June 5, 2008 - The Power Plant - Not Quite How I Remember It
June 5, 2008

Not Quite How I Remember It

Walid Raad
Untitled (1982-2007), Beirut/New York, 2008
19 inkjet prints
Courtesy the artist and
Paula Cooper Gallery, New York

Not Quite How I Remember It
7 June – 1 September 2008

Diane Borsato / Gerard Byrne / Nancy Davenport / Felix Gmelin / Sharon Hayes / Mary Kelly / Nestor Krüger / Michael Maranda / Olivia Plender / Walid Raad / Dario Robleto / Michael Stevenson / Kelley Walker / Lee Walton

Curated by Senior Curator of Programs, Helena Reckitt

www.thepowerplant.org

Highlighting forms of re-enactment and reconstruction, ‘Not Quite How I Remember It’ explores events, narratives and artifacts from the recent past. Through montage, sampling and remixing, artists examine how the past haunts the present. Neither wistful about bygone days nor deluded about their ability to reconstruct earlier times, artists mobilize history to understand contemporary reality. Recognizing the instability of memory and narration, their works illuminate issues of authorship, ownership, subjectivity, identification, influence, and collectivity.

▬▬▬▬▬▬▬▬▬▬

▸ **REQUIREMENT**
According to the exhibition notice, what lets the artists' works shed light on issues such as authorship, ownership and subjectivity? The items after this point come from a separate source.

▬▬▬▬▬▬▬▬▬▬

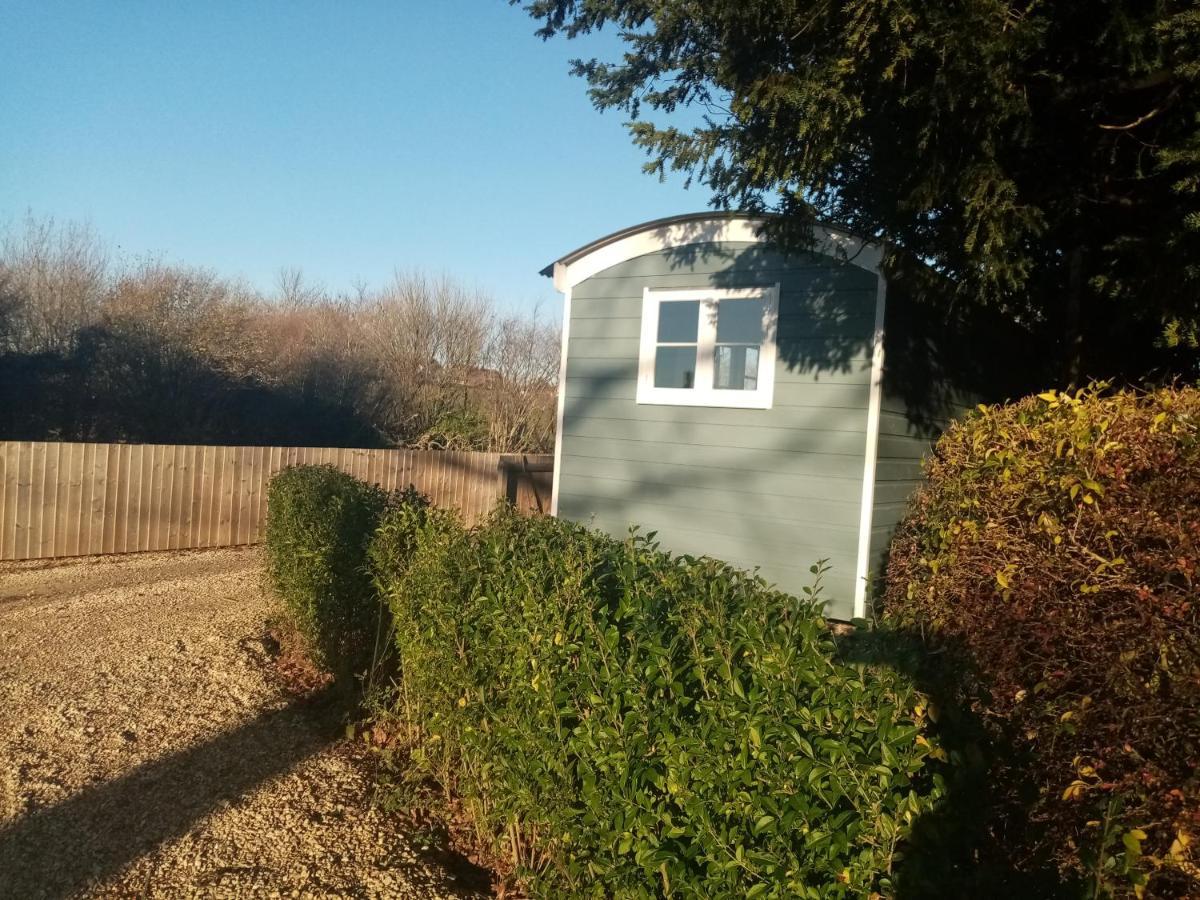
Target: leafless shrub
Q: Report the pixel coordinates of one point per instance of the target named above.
(54, 281)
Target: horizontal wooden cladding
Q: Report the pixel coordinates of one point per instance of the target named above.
(720, 507)
(735, 436)
(60, 499)
(802, 371)
(652, 478)
(621, 393)
(745, 546)
(785, 563)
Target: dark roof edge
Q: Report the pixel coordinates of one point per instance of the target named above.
(549, 271)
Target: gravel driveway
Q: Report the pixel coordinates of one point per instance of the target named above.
(148, 747)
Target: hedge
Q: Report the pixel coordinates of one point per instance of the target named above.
(1054, 558)
(318, 526)
(628, 723)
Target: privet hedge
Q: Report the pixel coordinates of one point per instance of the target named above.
(318, 526)
(628, 723)
(1055, 556)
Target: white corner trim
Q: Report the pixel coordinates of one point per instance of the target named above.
(870, 459)
(562, 406)
(709, 231)
(707, 396)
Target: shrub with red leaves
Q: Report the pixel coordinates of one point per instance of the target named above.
(1055, 552)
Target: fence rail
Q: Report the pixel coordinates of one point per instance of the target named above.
(61, 499)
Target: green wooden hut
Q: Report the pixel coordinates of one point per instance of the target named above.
(732, 399)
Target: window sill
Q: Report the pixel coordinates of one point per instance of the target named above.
(690, 397)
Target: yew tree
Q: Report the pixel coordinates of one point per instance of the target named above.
(1039, 160)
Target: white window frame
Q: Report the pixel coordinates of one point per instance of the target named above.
(705, 394)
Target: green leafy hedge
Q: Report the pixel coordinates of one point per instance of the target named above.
(628, 723)
(1055, 558)
(318, 526)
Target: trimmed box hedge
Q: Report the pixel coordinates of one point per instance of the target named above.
(628, 723)
(318, 527)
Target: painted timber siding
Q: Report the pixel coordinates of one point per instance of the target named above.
(901, 449)
(775, 489)
(906, 439)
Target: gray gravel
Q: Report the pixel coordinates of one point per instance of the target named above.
(148, 749)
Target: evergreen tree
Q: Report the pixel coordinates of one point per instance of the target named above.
(1036, 159)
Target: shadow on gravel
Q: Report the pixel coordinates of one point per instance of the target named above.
(57, 851)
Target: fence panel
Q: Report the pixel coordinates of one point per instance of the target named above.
(61, 499)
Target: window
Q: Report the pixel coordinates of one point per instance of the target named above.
(711, 348)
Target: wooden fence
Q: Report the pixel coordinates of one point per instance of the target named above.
(60, 499)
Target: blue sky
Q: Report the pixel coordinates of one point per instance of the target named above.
(345, 138)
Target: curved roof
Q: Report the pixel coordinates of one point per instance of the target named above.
(693, 228)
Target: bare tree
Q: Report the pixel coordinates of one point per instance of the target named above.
(153, 347)
(59, 273)
(520, 408)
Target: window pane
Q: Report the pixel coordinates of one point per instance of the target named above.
(675, 367)
(739, 321)
(736, 367)
(678, 321)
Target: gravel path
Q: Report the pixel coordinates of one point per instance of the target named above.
(148, 749)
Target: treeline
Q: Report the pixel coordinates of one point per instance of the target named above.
(151, 352)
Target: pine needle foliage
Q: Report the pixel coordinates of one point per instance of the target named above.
(1033, 157)
(624, 723)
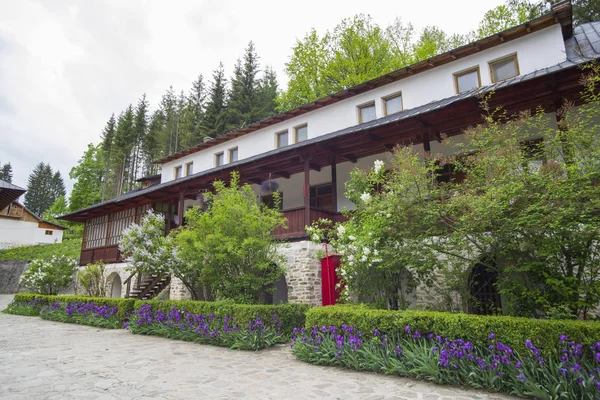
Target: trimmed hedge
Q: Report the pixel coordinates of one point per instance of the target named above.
(124, 306)
(291, 315)
(512, 331)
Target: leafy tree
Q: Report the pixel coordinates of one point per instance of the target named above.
(43, 188)
(231, 244)
(49, 276)
(88, 175)
(58, 208)
(6, 172)
(215, 118)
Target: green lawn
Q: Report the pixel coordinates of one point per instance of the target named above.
(71, 247)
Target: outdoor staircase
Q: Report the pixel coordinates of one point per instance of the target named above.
(147, 288)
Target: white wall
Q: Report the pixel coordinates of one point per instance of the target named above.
(534, 51)
(19, 233)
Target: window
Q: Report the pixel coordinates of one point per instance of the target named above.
(467, 80)
(392, 104)
(233, 154)
(366, 113)
(321, 196)
(281, 139)
(301, 133)
(504, 68)
(219, 159)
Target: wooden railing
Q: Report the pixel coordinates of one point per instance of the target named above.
(296, 223)
(105, 254)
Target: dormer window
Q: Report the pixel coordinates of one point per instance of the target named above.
(281, 139)
(366, 113)
(504, 68)
(219, 159)
(301, 133)
(467, 80)
(233, 154)
(392, 104)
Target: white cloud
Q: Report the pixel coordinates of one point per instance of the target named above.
(65, 65)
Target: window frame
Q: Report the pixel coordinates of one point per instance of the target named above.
(466, 71)
(230, 152)
(360, 107)
(390, 97)
(180, 175)
(512, 56)
(217, 155)
(277, 138)
(187, 168)
(296, 128)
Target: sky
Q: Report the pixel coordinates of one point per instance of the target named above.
(66, 66)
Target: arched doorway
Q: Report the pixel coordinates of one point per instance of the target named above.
(483, 287)
(281, 292)
(114, 283)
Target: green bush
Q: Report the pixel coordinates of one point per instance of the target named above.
(291, 315)
(513, 331)
(124, 306)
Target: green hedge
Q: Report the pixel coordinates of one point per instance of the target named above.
(124, 306)
(291, 315)
(511, 331)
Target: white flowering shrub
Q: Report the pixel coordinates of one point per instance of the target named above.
(147, 249)
(49, 276)
(382, 258)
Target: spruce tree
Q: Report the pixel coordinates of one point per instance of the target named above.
(215, 115)
(6, 172)
(43, 188)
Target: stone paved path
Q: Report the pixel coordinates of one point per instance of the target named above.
(51, 360)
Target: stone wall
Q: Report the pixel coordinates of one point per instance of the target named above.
(10, 273)
(303, 272)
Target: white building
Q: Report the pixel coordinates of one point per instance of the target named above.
(309, 151)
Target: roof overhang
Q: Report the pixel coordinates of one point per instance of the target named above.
(9, 193)
(561, 13)
(450, 117)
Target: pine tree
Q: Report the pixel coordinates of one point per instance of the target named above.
(108, 137)
(43, 188)
(88, 175)
(215, 115)
(6, 172)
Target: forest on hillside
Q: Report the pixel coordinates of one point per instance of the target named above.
(355, 50)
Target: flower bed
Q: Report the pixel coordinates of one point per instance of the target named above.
(179, 324)
(124, 306)
(84, 313)
(571, 371)
(473, 328)
(30, 308)
(290, 315)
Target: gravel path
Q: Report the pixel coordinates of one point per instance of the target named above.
(50, 360)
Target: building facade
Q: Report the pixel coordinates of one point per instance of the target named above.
(308, 153)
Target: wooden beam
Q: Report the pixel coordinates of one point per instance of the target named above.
(306, 192)
(334, 184)
(315, 167)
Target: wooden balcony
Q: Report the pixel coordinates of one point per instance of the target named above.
(296, 223)
(106, 254)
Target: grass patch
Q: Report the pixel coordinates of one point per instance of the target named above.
(70, 247)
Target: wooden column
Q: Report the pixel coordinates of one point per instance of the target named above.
(334, 183)
(306, 191)
(181, 207)
(169, 216)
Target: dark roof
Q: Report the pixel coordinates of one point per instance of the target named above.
(560, 13)
(9, 193)
(586, 54)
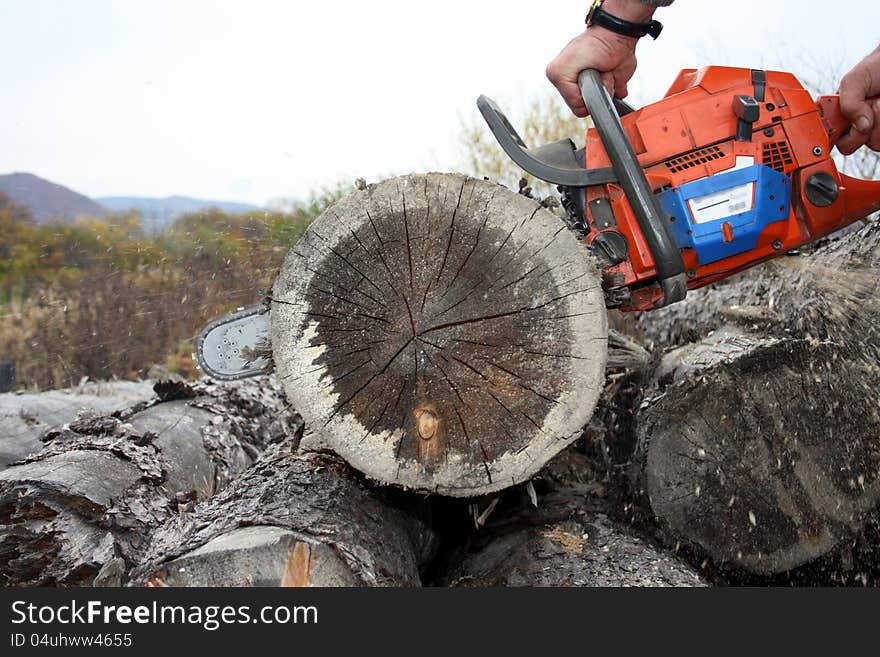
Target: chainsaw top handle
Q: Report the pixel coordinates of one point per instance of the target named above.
(631, 178)
(559, 163)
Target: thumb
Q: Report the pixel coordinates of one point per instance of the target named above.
(856, 89)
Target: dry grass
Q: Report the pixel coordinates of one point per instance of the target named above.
(117, 324)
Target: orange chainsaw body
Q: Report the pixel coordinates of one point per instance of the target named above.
(691, 137)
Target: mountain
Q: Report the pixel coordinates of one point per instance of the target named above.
(158, 213)
(46, 200)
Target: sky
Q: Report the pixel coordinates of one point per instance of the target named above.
(254, 101)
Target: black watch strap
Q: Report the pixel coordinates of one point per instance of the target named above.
(602, 18)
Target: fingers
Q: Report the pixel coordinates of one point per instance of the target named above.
(614, 57)
(858, 104)
(622, 75)
(568, 88)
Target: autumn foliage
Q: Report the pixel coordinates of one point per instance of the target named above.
(100, 299)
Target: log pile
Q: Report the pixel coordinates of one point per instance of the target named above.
(759, 433)
(446, 344)
(84, 506)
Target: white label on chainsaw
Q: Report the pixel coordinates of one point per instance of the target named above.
(723, 204)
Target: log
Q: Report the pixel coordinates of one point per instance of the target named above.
(303, 519)
(24, 417)
(441, 333)
(760, 443)
(571, 539)
(84, 505)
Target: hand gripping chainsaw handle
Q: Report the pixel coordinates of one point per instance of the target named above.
(631, 178)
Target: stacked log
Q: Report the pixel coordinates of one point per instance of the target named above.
(444, 333)
(302, 519)
(759, 437)
(84, 506)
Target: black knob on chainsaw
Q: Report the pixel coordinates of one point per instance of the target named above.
(610, 247)
(821, 189)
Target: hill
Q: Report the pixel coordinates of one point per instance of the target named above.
(48, 201)
(158, 213)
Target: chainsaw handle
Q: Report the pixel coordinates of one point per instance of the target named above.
(631, 177)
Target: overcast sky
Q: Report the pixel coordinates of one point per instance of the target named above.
(257, 100)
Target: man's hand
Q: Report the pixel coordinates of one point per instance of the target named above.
(611, 54)
(859, 102)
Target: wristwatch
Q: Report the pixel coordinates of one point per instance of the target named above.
(598, 16)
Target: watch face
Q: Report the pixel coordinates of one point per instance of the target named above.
(593, 7)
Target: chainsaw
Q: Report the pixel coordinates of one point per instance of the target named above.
(731, 168)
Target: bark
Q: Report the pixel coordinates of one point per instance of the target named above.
(24, 417)
(760, 442)
(573, 535)
(89, 499)
(303, 519)
(444, 333)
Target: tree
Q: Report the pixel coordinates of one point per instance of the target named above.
(543, 119)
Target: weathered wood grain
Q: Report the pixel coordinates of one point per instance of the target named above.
(302, 519)
(763, 451)
(442, 333)
(25, 416)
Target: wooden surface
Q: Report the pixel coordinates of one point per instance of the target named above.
(85, 505)
(761, 432)
(292, 520)
(441, 333)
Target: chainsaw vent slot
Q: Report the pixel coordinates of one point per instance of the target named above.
(777, 155)
(694, 159)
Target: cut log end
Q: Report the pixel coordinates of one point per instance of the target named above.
(441, 333)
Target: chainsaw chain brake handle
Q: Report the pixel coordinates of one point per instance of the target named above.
(561, 164)
(631, 178)
(558, 163)
(860, 196)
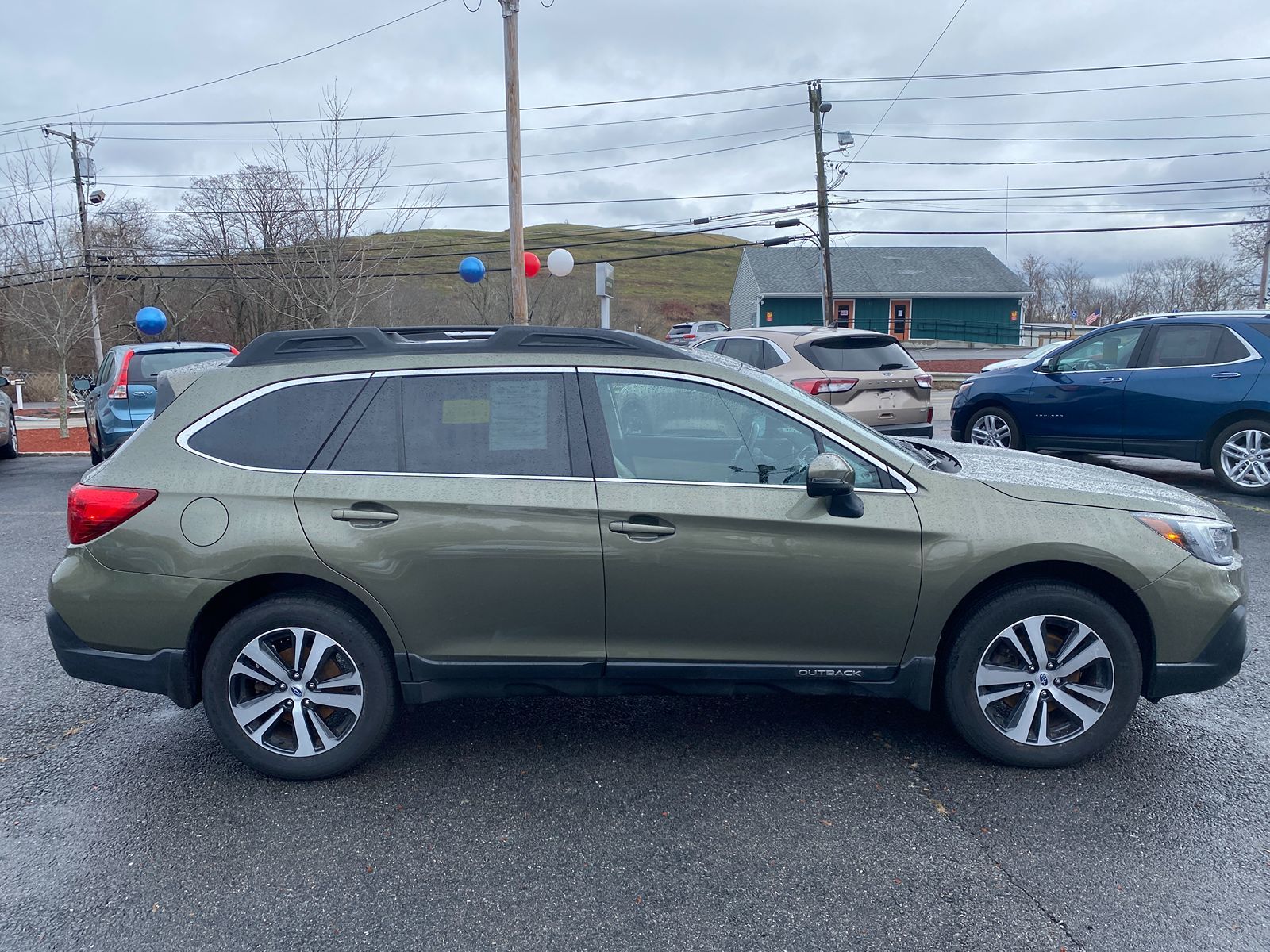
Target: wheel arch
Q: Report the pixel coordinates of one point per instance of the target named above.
(1249, 413)
(241, 594)
(1103, 583)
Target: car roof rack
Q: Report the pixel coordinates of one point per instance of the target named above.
(351, 343)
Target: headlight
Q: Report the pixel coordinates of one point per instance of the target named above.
(1210, 539)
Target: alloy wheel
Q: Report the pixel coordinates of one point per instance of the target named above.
(991, 431)
(1045, 679)
(1246, 459)
(295, 692)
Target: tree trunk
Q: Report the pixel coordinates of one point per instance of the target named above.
(64, 429)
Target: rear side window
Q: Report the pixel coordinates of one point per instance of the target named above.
(1184, 346)
(498, 424)
(283, 429)
(857, 355)
(149, 366)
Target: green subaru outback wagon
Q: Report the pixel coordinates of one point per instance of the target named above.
(336, 522)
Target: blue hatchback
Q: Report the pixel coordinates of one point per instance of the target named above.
(122, 393)
(1179, 386)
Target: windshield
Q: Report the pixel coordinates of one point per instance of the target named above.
(797, 397)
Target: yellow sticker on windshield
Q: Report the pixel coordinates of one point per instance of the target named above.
(465, 412)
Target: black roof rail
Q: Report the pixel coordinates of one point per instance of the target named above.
(349, 343)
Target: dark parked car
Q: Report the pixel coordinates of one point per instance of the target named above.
(1178, 386)
(122, 393)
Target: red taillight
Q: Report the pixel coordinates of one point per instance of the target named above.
(94, 511)
(826, 385)
(120, 391)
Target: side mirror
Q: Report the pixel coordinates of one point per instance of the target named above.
(829, 475)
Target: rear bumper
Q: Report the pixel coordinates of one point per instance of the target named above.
(907, 429)
(1219, 660)
(165, 672)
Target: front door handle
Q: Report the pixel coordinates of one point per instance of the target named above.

▬▬▬▬▬▬▬▬▬▬

▸ **ANSWER TO THE TASK**
The notice says the artists recognize that memory and narration are unstable. Because of this, their works illuminate authorship, ownership, subjectivity, identification, influence and collectivity.